[Exercício proposto]
Indique se cada afirmação a seguir concorda com o texto sobre a ação demolitória, respondendo sim ou não e citando literalmente as palavras do texto que decidem a resposta. 1. A construção data da década de 80 do século passado. 2. O prazo prescricional previsto no artigo 178, §10, inciso IX do código revogado era de dez anos. 3. A demanda foi aforada no ano de 1992.

[Texto para leitura]
· · · · ·

Entretanto, é fato incontroverso que a construção data da década de 80 do século passado, consoante se haure na averbação de construção constante no fólio real (confira-se folha 23).
Se assim é, a relação jurídica de direito material subjacente à demanda rege-se pelo vetusto monumental Código Beviláqua, cujo artigo 547 ostentava a seguinte redação, verbatim:
Art. 547. Aquele que semeia, planta ou edifica em terreno alheio perde, em proveito do proprietário, as sementes, plantas e construções, mas tem direito à indenização. Não o terá, porém, se procedeu de má fé, caso em que poderá ser constrangido a repor as coisas no estado anterior e a pagar os prejuízos.


É dizer, ao proprietário do solo não assistia direito a indenização, mas o de haver para si a obra, mediante indenização cabal ao construtor de boa-fé, o que não foi pedido, razão pela qual não há espaço para se dar guarida a essa pretensão.
Resta, portanto, perquirir se o demandante pode exigir o desfazimento da obra (pedido alternativo), caso em que deverá demonstrar a má-fé do construtor.
Pois bem.
A pretensão de desfazimento da obra (pretensão demolitória) surgiu, na melhor das hipóteses, no ano de 1987 [data em que construção foi averbada na serventia imobiliária]. A partir de então, iniciou-se o prazo prescricional que, a teor do artigo 178, §10, inciso IX do revogado códice civil, era de cinco anos.
Vê-se, portanto, que há preliminar de mérito que deve ser reconhecida de ofício, pois que o lustro prescricional teria se aperfeiçoado aos 16.jul.1992. Aforada a demanda somente no ano de 2008, a pretensão acha-se irremediavelmente fulminada pela prescrição.
Nesse sentido, confira-se:
APELAÇÃO CÍVEL. DIREITO DE VIZINHANÇA. AÇÃO DEMOLITÓRIA. MURO. PRESCRIÇÃO. OCORRÊNCIA. Sendo o muro limítrofe construído na vigência do Código Civil de 1916, a pretensão de cunho demolitório deve ser posta em juíza no prazo prescricional de cinco anos, conforme previa o inciso IX do § 10 do art. 178. Pretensão prescrita. Apelo desprovido. Unânime. (TJRS; AC 470390-03.2012.8.21.7000; Pelotas; Décima Sétima Câmara Cível; Relª Desª Liege Puricelli Pires; Julg. 13/12/2012; DJERS 30/01/2013)

· · · · ·

[Entradas fornecidas]
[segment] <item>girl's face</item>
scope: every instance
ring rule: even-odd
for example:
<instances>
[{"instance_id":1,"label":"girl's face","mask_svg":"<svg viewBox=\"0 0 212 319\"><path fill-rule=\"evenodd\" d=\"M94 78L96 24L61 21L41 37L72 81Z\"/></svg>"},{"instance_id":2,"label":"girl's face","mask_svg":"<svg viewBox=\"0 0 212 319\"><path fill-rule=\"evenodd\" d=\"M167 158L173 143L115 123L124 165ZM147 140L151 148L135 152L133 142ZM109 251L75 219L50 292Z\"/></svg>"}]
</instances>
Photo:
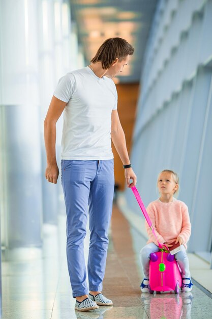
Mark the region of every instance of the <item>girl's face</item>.
<instances>
[{"instance_id":1,"label":"girl's face","mask_svg":"<svg viewBox=\"0 0 212 319\"><path fill-rule=\"evenodd\" d=\"M178 189L178 185L174 181L172 174L168 172L163 172L159 175L158 187L161 195L173 195Z\"/></svg>"}]
</instances>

· · · · ·

[Resolução do exercício]
1. Sim: "é fato incontroverso que a construção data da década de 80 do século passado".
2. Não: "a teor do artigo 178, §10, inciso IX do revogado códice civil, era de cinco anos".
3. Não: "Aforada a demanda somente no ano de 2008".